Metin:
——
Üzerinde yaşadığımız gezegenin tarihi, katliam dizileri ile yüklü.
İlkçağlardan günümüze uzanan süreçte, kendisine tehlike gördüklerini
öldürtenler, “farklı”
olanları soykırıma yollayanlar, savaştığı ülkelerde sivilleri bile
parça parça edenler.. milyarlarca insanı yok ettiler!
Bunlara bir de “kişisel siyasi”
cinayetleri, Neanderthal insanından günümüze çıkar ilişkileri,
kadın, av paylaşımı, siyasi rekabet, para, kıskançlık gibi nedenlerle insanların
birbirini nasıl elediklerini eklersek, ortaya çok karanlık bir tablo çıkıyor.
İster insani bir duygu olması gereken merhamet, ister
“Tanrı’nın verdiği canı yine
ancak Tanrı alır” sözleri, dünyada hoş bir seda olarak
kalmış. İnsanın insana yaptığı zulüm, gözü dönmüşlerin
hırsı dünyayı hep kana bulamış. Peki, 20. yüzyılla beraber ne kadar
değişebilmişiz? Dünyanın yaşadığı iki korkunç “Cihan
Harbi”nden sonra Birleşmiş Milletler, diyalogla
savaşları durdurmayı ana amaçlarından biri olarak ilan etmiş ve bazen (!)
Amerikan çıkarlarının müsaade ettiği oranda başarılı olmuş.
ABD’nin Irak’ta bir milyona
yakın insanı ölüme gönderdiği günlerin barutu ise hâlâ tütmeye devam
ediyor!
Bir de bunların ötesinde, devletlerin aldıkları kararlarla insanları
ölüme yollama “yetkileri”
var. Dünyada ölüm cezasının kaldırılması, son 40 yılda yaygınlaşan bir uygarlık
ilerlemesi. Barış arayışları, insan hakları, demokrasi, eşitlik kavramı
doğrultusunda Avrupa ülkelerinden başlayarak yerleşen bu merhalenin her ülkede
geçerli hale gelmesi ve dünyanın en azından devlet eliyle gelen ölümlerden
kurtulması, son derece önemli.
Ülkemizde özellikle kadınlara yönelik şiddeti, 3. sayfa haberlerini ve
kişisel kavga cinayetlerini köşeye kaldırıp, siyasi arenaya
bakalım: Ölüm üzerinden siyaset yapan herkes açık suç
işliyor! Bunu geniş açıdan ele almaya mecburuz. Herkes kendisine
farklı gerekçeler çıkarabilir, ama aslında hepsi şu ana temada
birleşiyor: Biri(leri)nin, başkalarının yaşamlarını bitirme konusunda kendileri
adına hak ve yetki verebilmeleri. Mesela terör olaylarında
yaşadıklarımız... Daha dün yine beş askerimizi
Şemdinli’de şehit eden
PKK’li teröristler, ama birilerinin maşası olarak, ama
örgüt kararıyla, bu canları alma hakkını kendilerinde görmüşler. Affedilir
tarafları yok. Hiçbir din ve ırk söylemi bu yobazlıkları izah edemez.
——
Verilen öğeler:
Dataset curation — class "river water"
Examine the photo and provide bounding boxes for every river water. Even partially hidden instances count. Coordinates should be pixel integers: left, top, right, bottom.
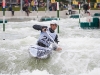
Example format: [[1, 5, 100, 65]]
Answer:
[[0, 19, 100, 75]]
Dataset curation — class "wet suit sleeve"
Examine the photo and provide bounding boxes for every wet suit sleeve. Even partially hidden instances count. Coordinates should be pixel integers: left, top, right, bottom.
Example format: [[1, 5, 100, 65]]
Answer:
[[33, 25, 47, 30], [54, 35, 59, 44]]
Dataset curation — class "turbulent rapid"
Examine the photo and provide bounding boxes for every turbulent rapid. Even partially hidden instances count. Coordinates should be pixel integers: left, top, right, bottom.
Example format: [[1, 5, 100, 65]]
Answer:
[[0, 19, 100, 75]]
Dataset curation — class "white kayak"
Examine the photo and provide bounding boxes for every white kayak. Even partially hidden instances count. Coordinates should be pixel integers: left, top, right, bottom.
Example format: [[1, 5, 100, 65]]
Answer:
[[29, 45, 51, 59]]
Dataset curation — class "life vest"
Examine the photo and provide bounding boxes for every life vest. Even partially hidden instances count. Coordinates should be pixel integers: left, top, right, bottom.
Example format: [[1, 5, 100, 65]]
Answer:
[[38, 29, 56, 47]]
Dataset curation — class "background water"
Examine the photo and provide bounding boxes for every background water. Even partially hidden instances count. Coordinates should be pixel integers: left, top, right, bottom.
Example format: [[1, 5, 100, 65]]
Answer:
[[0, 18, 100, 75]]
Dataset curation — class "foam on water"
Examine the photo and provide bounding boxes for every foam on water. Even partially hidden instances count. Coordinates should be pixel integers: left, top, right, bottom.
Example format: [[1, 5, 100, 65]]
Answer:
[[0, 18, 100, 75]]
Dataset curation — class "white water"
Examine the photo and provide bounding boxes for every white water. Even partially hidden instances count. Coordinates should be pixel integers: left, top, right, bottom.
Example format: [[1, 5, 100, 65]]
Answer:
[[0, 19, 100, 75]]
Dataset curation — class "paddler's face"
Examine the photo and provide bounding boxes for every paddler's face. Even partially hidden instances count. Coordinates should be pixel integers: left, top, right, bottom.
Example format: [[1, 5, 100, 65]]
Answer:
[[50, 24, 57, 30]]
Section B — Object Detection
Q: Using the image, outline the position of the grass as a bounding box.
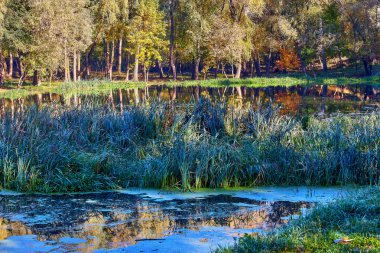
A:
[0,71,380,99]
[0,98,380,192]
[216,187,380,253]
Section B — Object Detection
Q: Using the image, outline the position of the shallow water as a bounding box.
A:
[0,85,380,114]
[0,188,345,253]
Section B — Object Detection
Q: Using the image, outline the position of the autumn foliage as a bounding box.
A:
[276,48,301,71]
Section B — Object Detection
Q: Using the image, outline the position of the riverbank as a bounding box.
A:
[216,187,380,253]
[0,75,380,99]
[0,98,380,193]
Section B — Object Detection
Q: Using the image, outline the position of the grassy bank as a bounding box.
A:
[0,99,380,192]
[217,187,380,253]
[0,75,380,99]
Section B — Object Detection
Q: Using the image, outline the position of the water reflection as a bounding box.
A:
[0,192,311,252]
[0,85,380,114]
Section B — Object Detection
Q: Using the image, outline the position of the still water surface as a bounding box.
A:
[0,85,380,115]
[0,188,343,253]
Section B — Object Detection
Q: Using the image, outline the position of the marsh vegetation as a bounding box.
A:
[0,98,380,192]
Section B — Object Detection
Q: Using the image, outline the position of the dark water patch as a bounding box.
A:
[0,192,313,252]
[0,85,380,114]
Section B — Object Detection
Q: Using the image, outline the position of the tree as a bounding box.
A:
[337,0,380,76]
[52,0,93,82]
[126,0,167,81]
[0,1,5,85]
[178,0,218,80]
[4,0,59,85]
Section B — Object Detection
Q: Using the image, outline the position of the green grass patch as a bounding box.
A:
[0,98,380,192]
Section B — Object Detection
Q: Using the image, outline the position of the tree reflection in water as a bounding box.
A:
[0,192,312,252]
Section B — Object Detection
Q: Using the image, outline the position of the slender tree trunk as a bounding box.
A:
[8,52,13,78]
[214,64,219,79]
[117,38,123,73]
[194,57,201,80]
[254,58,261,77]
[156,59,164,79]
[16,53,23,77]
[363,59,372,76]
[265,53,272,76]
[251,60,255,78]
[73,50,78,82]
[64,41,71,82]
[236,62,242,79]
[0,45,4,85]
[33,70,41,86]
[296,42,306,75]
[83,42,96,78]
[103,38,110,76]
[321,48,328,72]
[108,40,115,81]
[125,53,130,81]
[319,18,327,72]
[77,52,81,81]
[170,0,177,81]
[133,47,140,82]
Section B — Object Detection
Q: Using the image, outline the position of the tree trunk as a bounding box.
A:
——
Verilen görev A:
Metinde "cinayetleri, Neanderthal insanından" sözlerinin geçtiği yerden başla, "bir tablo çıkıyor." sözlerinden sonra dur ve aradaki bölümü olduğu gibi kopyala.
Verilen görev B:
Metni iki cümleyle özetle.
Öğeler başka bir kaynaktan alınmıştır.

Sonuç A:
cinayetleri, Neanderthal insanından günümüze çıkar ilişkileri,
kadın, av paylaşımı, siyasi rekabet, para, kıskançlık gibi nedenlerle insanların
birbirini nasıl elediklerini eklersek, ortaya çok karanlık bir tablo çıkıyor.

Sonuç B:
Gezegenin tarihi, tehlikeli görülenlerin öldürüldüğü, farklı olanların soykırıma yollandığı ve savaşlarda sivillerin bile parçalandığı, milyarlarca insanın yok olduğu katliamlarla doludur. Ölüm cezasının kaldırılması son 40 yılda yaygınlaşan önemli bir uygarlık ilerlemesidir, ama ölüm üzerinden siyaset yapan herkes açık suç işler ve Şemdinli'de beş askeri şehit eden PKK'li teröristlerin affedilir tarafı yoktur.